__TEXT BLOCK__:
* * *

The sake fermentation process is called parallel fermentation. The fermentation of starch to sugar and the fermentation of sugar to alcohol occur simultaneously in a single batch. In wine making, sugar already exists in the juice of the grapes, so only yeast is added for the fermentation. In beer making, starch is first converted to sugar and subsequently yeast is added. In both wine and beer making the fermentation process is linear.


b-2. How long does it take to make sake?

It takes 5-7 months from the first stage, which is preparation of fermentation, to the bottling of the sake.


b-3. How long is the fermentation stage?

It lasts 3 to 4 weeks. It varies according to the types of sake being produced. Normally, the Ginjo type sake that is produced at a lower temperature takes a longer fermentation time.


b-4. Is the production of sake seasonal?

No. Sake production is continuous throughout the year. This system is called Shiki-Jozo.


b-5. What is pasteurization?

Sake goes through heating process; it is heated at 149°F-158°F for a short duration, which stops fermentation and also eliminates bacteria; therefore, the sake gains shelf life without adding the sulfites which are added in the wine-making process.


b-6. Do you use wooden barrels for production?

* * *

__EXCERPTED DATA__:
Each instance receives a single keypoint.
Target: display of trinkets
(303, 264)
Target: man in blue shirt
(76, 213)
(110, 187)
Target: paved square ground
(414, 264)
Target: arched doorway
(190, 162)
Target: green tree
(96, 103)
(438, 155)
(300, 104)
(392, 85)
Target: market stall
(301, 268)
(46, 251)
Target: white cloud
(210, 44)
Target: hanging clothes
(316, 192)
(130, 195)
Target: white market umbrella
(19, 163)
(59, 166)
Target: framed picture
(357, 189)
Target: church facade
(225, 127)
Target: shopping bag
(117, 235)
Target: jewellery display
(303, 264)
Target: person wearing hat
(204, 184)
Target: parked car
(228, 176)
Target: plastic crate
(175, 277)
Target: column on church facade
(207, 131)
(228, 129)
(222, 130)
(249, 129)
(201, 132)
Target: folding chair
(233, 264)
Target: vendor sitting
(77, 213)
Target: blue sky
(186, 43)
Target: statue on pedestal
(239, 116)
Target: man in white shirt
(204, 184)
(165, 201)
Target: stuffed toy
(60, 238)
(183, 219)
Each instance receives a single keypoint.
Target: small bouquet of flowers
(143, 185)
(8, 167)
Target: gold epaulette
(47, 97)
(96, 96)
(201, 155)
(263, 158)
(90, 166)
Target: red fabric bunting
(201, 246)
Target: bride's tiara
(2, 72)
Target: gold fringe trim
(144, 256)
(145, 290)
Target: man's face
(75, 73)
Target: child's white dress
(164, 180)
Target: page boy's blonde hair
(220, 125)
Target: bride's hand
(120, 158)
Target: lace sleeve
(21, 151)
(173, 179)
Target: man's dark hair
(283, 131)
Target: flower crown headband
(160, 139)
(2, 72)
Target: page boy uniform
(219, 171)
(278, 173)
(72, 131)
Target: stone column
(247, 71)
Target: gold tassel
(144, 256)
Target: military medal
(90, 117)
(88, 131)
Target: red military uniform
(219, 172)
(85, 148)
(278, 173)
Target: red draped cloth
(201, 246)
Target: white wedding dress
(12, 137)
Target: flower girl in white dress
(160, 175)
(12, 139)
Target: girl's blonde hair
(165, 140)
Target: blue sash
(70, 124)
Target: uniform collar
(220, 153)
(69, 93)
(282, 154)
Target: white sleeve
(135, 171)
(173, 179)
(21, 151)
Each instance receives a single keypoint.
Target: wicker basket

* * *

__WORK ITEM__:
Write what comes next in the question-and-answer text on sake production, continuing after its last line. The material plays no part in this.

__RESULT OF THIS TASK__:
Wooden barrels are no longer used. They were used until the early 20th century but were found to cause the growth of harmful bacteria. In modern sake making, wooden barrels have been replaced by the use of stainless-steel tanks.


b-7. What do you do with the leftover sake lees (sakekasu) after pressing moromi?

Sakekasu  is often used in Japanese cooking and also used as a curing agent for fish and vegetables.  To see recipes using sake lees (sakekasu) click on the recipe link.


Sakekasu

b-8. Can you purchase sakekasu at a Japanese market?

You can purchase it at some Japanese grocery markets. It’s also available at our online shop.


b-9. How does the sake brewing process make possible alcohol levels of 15% or higher?

It is make possible by sake’s unique parallel fermentation that allows growth of stronger yeast.

In contrast, yeast produced in wine making dies at around an alcohol level of 13%. In beer making, yeast dies even earlier, at an alcohol level of 4-5%.